It's highly unlikely, but the Fort Worth celebrity chef isn't shy about carnivorous sermonizing. He last week shared "Five Reasons Not to be a Vegetarian" with Eatocracy, CNN's online food site. Other food personalities tapped to provide fodder for the daily feature have stuck to eye-rollingly benign topics for their five-item lists: John Besh came up with five things to eat before going to a Saints game. Melissa Clark divulged her five favorite things to eat while her baby's asleep. And Sean Brock listed five reasons to eat heirloom vegetables.

Love was having none of that namby-pamby stuff, instead wading into a debate so contentious that his list has already generated 1488 comments, including one from a vegetarian who rethought his or her diet after reading Love's post.

"If someone could please gut and roast Tim Love, I'd be more than happy to eat him," B wrote. "In fact, I'll do the slaughtering if you'd let me."

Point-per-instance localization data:
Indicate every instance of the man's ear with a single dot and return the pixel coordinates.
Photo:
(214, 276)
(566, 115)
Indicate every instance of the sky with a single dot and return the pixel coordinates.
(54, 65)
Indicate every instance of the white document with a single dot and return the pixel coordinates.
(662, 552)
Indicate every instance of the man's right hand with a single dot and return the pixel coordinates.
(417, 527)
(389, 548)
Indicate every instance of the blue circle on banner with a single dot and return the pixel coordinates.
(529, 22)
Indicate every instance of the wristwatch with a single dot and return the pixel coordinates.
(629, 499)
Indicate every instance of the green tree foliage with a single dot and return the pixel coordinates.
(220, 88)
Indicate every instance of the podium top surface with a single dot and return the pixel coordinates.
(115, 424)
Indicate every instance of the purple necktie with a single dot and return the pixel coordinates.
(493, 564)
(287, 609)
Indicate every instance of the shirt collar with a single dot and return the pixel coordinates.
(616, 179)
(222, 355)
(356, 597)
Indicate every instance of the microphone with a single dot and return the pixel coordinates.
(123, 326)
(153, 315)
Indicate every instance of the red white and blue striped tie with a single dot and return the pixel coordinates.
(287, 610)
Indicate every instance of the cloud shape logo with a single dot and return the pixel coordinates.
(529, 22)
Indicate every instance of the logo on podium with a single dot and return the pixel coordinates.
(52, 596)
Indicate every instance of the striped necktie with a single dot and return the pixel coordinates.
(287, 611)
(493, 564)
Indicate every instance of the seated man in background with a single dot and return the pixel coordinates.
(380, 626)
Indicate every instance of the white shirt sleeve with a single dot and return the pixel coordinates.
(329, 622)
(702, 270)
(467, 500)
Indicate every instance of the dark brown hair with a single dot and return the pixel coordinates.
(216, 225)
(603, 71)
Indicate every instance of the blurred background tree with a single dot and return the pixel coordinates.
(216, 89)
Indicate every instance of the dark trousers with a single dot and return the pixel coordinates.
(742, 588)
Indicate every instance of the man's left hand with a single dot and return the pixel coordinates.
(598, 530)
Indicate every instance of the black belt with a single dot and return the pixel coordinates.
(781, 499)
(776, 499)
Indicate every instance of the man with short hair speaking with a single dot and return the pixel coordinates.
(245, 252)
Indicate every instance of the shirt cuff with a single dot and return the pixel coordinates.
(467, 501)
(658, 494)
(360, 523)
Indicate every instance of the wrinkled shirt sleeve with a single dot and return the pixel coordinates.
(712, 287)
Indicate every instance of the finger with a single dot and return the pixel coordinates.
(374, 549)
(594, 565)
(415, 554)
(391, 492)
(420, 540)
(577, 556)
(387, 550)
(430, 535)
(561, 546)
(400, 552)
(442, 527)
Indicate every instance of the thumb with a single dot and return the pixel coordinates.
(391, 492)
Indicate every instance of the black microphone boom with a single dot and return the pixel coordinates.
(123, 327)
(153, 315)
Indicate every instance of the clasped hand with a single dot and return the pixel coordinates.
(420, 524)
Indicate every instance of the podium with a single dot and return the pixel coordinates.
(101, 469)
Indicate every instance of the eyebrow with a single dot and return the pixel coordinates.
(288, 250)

Exercise requirements: According to the article about Tim Love above, how many comments has his list already generated?

Response to this task: 1488 comments.